* Work to be completed
Switch "pointer" to "locator" everywhere in the data below and leave all other text as it is. Leave the pictures out of your answer.

* Stored rows
+ + + + +
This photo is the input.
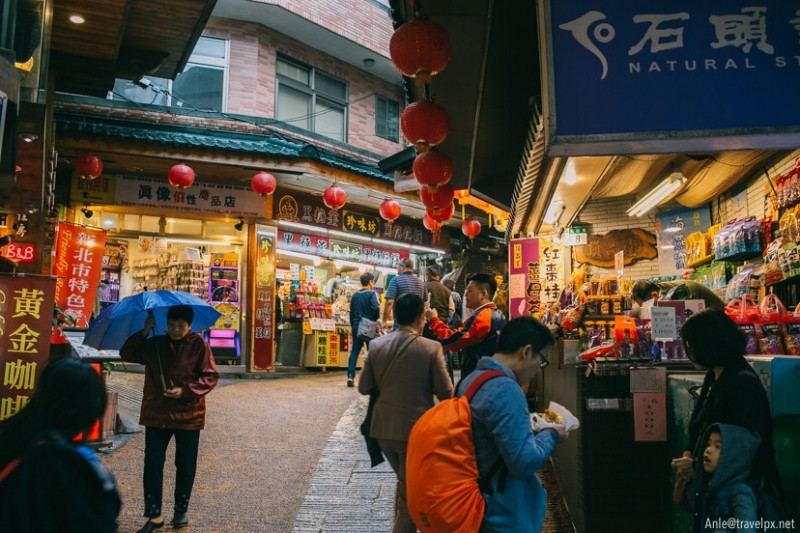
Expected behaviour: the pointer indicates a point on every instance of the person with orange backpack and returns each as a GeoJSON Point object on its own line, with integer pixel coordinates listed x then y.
{"type": "Point", "coordinates": [472, 460]}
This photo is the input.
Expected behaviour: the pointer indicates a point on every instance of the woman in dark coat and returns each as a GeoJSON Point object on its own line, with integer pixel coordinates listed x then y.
{"type": "Point", "coordinates": [49, 483]}
{"type": "Point", "coordinates": [731, 393]}
{"type": "Point", "coordinates": [179, 372]}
+ + + + +
* Reply to the task
This photo is the input.
Expected behaviour: the locator indicates a point on every instance of the person with orange backpack and returns each as a GeoJSON Point object on its own line, with integer pixel coordinates listed x then y.
{"type": "Point", "coordinates": [472, 460]}
This photo is the input.
Expected behaviour: the locator indicates a point on every instance of the woman in dark coat and returns each as a GeoJSON Point object on its own line, with integer pixel coordinates listed x then y.
{"type": "Point", "coordinates": [49, 483]}
{"type": "Point", "coordinates": [731, 393]}
{"type": "Point", "coordinates": [179, 372]}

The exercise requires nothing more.